THE PROBLEM -
Rewrite all of the material below, replacing every "Target" with "Object" and keeping everything else unchanged.

EXTRACTED DATA -
= = =

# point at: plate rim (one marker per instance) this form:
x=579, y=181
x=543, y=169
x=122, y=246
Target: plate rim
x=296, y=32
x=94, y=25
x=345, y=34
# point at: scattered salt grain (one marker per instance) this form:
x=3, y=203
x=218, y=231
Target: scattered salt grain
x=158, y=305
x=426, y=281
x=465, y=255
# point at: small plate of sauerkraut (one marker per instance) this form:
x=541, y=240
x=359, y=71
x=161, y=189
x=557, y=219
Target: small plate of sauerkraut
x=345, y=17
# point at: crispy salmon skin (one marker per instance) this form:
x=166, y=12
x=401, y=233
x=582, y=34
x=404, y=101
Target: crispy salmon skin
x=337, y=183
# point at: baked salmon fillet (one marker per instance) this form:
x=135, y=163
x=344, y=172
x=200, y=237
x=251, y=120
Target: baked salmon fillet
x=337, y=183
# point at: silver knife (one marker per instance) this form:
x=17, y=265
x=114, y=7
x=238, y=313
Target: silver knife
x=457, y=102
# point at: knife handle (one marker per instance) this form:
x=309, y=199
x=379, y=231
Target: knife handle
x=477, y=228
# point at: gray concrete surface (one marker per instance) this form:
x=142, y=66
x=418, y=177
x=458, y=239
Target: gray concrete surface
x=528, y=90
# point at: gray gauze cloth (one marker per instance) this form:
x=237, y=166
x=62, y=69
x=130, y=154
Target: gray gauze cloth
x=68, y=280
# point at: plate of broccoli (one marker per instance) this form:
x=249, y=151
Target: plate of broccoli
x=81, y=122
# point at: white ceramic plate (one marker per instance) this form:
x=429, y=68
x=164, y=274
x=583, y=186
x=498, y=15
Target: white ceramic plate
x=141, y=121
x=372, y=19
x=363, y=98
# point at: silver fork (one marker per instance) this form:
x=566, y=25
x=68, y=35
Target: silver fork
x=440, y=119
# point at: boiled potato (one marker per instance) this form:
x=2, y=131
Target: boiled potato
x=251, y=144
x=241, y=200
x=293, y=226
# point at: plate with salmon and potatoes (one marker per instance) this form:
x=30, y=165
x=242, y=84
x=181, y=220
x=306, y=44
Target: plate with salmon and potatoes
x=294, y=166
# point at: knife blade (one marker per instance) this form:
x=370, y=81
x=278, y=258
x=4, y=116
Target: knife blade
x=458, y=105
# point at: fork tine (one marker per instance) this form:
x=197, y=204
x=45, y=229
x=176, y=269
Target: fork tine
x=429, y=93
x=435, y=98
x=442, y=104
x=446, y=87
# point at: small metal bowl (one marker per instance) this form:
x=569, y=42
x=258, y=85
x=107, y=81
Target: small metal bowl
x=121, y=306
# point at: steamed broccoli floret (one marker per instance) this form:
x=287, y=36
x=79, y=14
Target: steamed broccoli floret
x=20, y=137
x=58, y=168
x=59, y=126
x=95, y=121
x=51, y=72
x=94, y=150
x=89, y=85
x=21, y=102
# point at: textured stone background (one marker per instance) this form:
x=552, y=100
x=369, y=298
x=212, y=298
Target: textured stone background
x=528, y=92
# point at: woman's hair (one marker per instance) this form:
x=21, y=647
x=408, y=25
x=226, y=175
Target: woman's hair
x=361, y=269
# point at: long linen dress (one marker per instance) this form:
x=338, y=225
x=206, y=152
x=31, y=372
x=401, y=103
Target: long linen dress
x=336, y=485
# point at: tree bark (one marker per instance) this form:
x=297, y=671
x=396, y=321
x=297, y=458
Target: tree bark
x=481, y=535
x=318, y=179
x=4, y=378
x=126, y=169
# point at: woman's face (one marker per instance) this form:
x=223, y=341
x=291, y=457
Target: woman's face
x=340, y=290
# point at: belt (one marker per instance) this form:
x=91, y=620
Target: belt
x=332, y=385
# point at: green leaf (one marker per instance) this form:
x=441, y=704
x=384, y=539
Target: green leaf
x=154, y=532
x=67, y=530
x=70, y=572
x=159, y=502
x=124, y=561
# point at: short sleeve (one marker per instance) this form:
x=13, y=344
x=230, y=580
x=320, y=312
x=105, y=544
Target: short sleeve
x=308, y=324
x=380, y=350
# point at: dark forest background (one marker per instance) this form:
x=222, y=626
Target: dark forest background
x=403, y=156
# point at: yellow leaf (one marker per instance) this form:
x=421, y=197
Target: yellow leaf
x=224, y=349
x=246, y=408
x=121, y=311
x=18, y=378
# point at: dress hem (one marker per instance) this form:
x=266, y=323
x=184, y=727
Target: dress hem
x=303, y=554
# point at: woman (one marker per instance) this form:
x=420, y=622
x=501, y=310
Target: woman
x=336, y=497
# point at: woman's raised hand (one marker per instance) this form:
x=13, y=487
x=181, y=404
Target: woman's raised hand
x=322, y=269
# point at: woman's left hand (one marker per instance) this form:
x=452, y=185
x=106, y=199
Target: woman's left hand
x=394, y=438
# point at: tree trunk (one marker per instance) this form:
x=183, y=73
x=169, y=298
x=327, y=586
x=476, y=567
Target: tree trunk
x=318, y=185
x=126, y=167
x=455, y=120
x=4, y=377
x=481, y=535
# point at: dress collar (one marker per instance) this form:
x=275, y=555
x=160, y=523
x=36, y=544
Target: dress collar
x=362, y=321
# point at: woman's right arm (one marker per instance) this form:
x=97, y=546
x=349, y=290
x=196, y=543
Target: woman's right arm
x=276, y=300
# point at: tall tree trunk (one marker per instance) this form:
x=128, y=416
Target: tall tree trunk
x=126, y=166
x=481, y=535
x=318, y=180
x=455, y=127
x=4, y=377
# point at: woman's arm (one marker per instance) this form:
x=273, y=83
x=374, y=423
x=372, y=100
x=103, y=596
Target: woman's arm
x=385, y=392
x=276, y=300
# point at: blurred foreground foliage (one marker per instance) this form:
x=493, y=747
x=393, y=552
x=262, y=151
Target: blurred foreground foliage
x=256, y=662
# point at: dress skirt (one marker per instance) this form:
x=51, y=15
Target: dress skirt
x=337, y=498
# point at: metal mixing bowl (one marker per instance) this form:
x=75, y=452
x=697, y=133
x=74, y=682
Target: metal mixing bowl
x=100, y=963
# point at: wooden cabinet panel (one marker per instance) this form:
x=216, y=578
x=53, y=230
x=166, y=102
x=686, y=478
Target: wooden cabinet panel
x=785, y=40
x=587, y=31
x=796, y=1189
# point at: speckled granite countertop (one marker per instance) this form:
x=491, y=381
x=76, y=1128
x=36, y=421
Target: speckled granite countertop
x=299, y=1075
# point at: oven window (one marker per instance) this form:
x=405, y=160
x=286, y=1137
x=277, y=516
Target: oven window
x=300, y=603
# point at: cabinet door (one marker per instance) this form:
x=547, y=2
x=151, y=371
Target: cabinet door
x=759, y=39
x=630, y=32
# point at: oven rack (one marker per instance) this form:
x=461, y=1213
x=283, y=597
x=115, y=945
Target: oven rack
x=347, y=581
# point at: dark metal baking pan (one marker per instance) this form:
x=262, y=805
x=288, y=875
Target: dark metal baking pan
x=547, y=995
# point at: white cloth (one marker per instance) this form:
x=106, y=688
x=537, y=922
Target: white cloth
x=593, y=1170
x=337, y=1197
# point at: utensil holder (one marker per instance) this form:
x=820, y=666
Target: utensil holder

= = =

REPLY TO THE TASK -
# point at: plate rim (one marker per instance) this form:
x=579, y=181
x=543, y=169
x=122, y=246
Object: plate rim
x=296, y=32
x=94, y=25
x=345, y=34
# point at: scattered salt grain (one marker per instance) this form:
x=3, y=203
x=218, y=231
Object: scattered salt grain
x=158, y=305
x=426, y=281
x=465, y=255
# point at: small plate of sauerkraut (one marker per instance) this form:
x=541, y=240
x=359, y=71
x=161, y=189
x=557, y=219
Object: small plate of sauerkraut
x=345, y=17
# point at: crispy salmon skin (one marker per instance) this form:
x=166, y=12
x=401, y=233
x=582, y=34
x=404, y=101
Object: crispy salmon skin
x=337, y=183
# point at: baked salmon fillet (one marker per instance) this form:
x=135, y=163
x=344, y=172
x=200, y=237
x=251, y=120
Object: baked salmon fillet
x=337, y=183
# point at: silver knife (one marker per instance) this form:
x=17, y=265
x=114, y=7
x=238, y=313
Object: silver knife
x=457, y=102
# point at: knife handle (one marker per instance) this form:
x=309, y=199
x=379, y=231
Object: knife handle
x=477, y=228
# point at: gray concrete surface (one marker per instance) this form:
x=142, y=66
x=418, y=177
x=458, y=239
Object: gray concrete surface
x=528, y=90
# point at: gray gauze cloth (one marker per instance) this form:
x=237, y=166
x=62, y=69
x=130, y=154
Object: gray gauze cloth
x=68, y=280
# point at: plate of broccoli (one marker per instance) this form:
x=249, y=151
Object: plate of broccoli
x=81, y=122
# point at: white ceramic plate (one marker per instance) this form:
x=429, y=68
x=164, y=274
x=583, y=186
x=498, y=15
Object: white ceramic plate
x=141, y=121
x=372, y=19
x=363, y=98
# point at: silver fork (one marker per instance) this form:
x=566, y=25
x=68, y=35
Object: silver fork
x=440, y=119
# point at: boiled potato (one marker per instance) this form:
x=2, y=131
Object: boiled potato
x=251, y=144
x=241, y=200
x=293, y=226
# point at: plate with salmon and potatoes (one marker per instance) this form:
x=30, y=165
x=242, y=84
x=181, y=220
x=306, y=44
Object: plate with salmon and potatoes
x=294, y=166
# point at: knife blade (one marker per instance) this form:
x=370, y=81
x=278, y=258
x=4, y=116
Object: knife blade
x=458, y=105
# point at: fork tine (one marker per instance) this form:
x=197, y=204
x=45, y=229
x=176, y=269
Object: fork tine
x=429, y=93
x=435, y=98
x=442, y=104
x=446, y=87
# point at: small metal bowl (one marker per instance) this form:
x=569, y=42
x=258, y=85
x=107, y=81
Object: small metal bowl
x=121, y=306
# point at: steamed broccoli floret (one marker per instance) this form:
x=287, y=36
x=79, y=14
Object: steamed broccoli floret
x=20, y=137
x=58, y=168
x=59, y=126
x=95, y=121
x=51, y=72
x=94, y=150
x=89, y=85
x=21, y=102
# point at: textured stone background (one marker per instance) this form:
x=552, y=100
x=369, y=298
x=212, y=298
Object: textured stone background
x=528, y=92
# point at: woman's hair (one marker per instance) this form:
x=21, y=647
x=408, y=25
x=226, y=175
Object: woman's hair
x=361, y=269
# point at: long linen dress (one marker per instance) this form:
x=338, y=225
x=206, y=152
x=31, y=372
x=401, y=103
Object: long linen dress
x=336, y=485
# point at: tree bark (one marker per instance) this form:
x=297, y=671
x=396, y=321
x=297, y=458
Object: tree bark
x=481, y=535
x=318, y=179
x=4, y=378
x=126, y=169
# point at: woman's face (one marker per instance) this form:
x=223, y=341
x=291, y=457
Object: woman's face
x=340, y=290
# point at: belt (one marker per instance) this form:
x=91, y=620
Object: belt
x=332, y=385
# point at: green leaf (one marker per instance) this form:
x=441, y=704
x=384, y=539
Object: green leaf
x=154, y=532
x=67, y=530
x=70, y=572
x=159, y=502
x=124, y=561
# point at: short sleeve (one marker per instance) this form:
x=13, y=344
x=230, y=580
x=320, y=312
x=105, y=544
Object: short sleeve
x=308, y=324
x=380, y=350
# point at: dark forest background (one marker per instance) this form:
x=222, y=626
Object: dark forest background
x=403, y=156
# point at: yellow leaf (one marker per instance) this form:
x=421, y=197
Object: yellow leaf
x=224, y=349
x=246, y=408
x=121, y=311
x=18, y=378
# point at: dress hem (one marker per instance) this form:
x=266, y=323
x=184, y=727
Object: dress hem
x=303, y=554
# point at: woman (one marker per instance) this form:
x=420, y=622
x=501, y=310
Object: woman
x=336, y=497
# point at: woman's raised hand (one marker per instance) this form:
x=13, y=487
x=181, y=404
Object: woman's raised hand
x=322, y=269
# point at: woman's left hand (one marker per instance) this form:
x=452, y=185
x=106, y=199
Object: woman's left hand
x=394, y=438
# point at: tree trunk (one marker per instance) this form:
x=183, y=73
x=169, y=298
x=327, y=586
x=476, y=567
Object: tree trunk
x=318, y=185
x=126, y=167
x=455, y=120
x=4, y=377
x=481, y=535
# point at: dress collar (one marker per instance) this form:
x=275, y=555
x=160, y=523
x=36, y=544
Object: dress collar
x=362, y=321
# point at: woman's right arm (one marker per instance) this form:
x=97, y=546
x=349, y=290
x=196, y=543
Object: woman's right arm
x=276, y=300
# point at: tall tree trunk (one marker per instance) this form:
x=128, y=416
Object: tall tree trunk
x=126, y=166
x=481, y=535
x=318, y=180
x=455, y=127
x=4, y=377
# point at: woman's arm (one marker per instance) this form:
x=273, y=83
x=374, y=423
x=372, y=100
x=103, y=596
Object: woman's arm
x=385, y=392
x=276, y=300
# point at: blurred foreground foliage (one marker per instance) this form:
x=493, y=747
x=393, y=552
x=262, y=151
Object: blurred foreground foliage
x=256, y=662
# point at: dress skirt (one marker per instance) this form:
x=51, y=15
Object: dress skirt
x=337, y=498
# point at: metal mixing bowl (one marker per instance) this form:
x=75, y=452
x=697, y=133
x=74, y=682
Object: metal mixing bowl
x=100, y=963
# point at: wooden cabinet panel (one marker per instance) this form:
x=216, y=578
x=53, y=230
x=166, y=102
x=686, y=478
Object: wooden cabinet panel
x=785, y=40
x=587, y=31
x=796, y=1189
# point at: speckled granite countertop (one marker per instance) this form:
x=491, y=381
x=76, y=1128
x=36, y=421
Object: speckled granite countertop
x=299, y=1075
# point at: oven window (one marker per instance) this form:
x=405, y=160
x=286, y=1137
x=277, y=516
Object: oven window
x=300, y=603
# point at: cabinet door (one marker per instance) this form:
x=547, y=2
x=151, y=371
Object: cabinet door
x=759, y=39
x=630, y=32
# point at: oven rack (one marker per instance) this form:
x=461, y=1213
x=283, y=597
x=115, y=945
Object: oven rack
x=347, y=581
# point at: dark metal baking pan (one marker per instance) this form:
x=262, y=805
x=288, y=875
Object: dark metal baking pan
x=547, y=995
# point at: white cloth (one marker per instance) this form:
x=106, y=688
x=537, y=922
Object: white cloth
x=593, y=1170
x=337, y=1197
# point at: utensil holder (one marker per instance) this form:
x=820, y=666
Object: utensil holder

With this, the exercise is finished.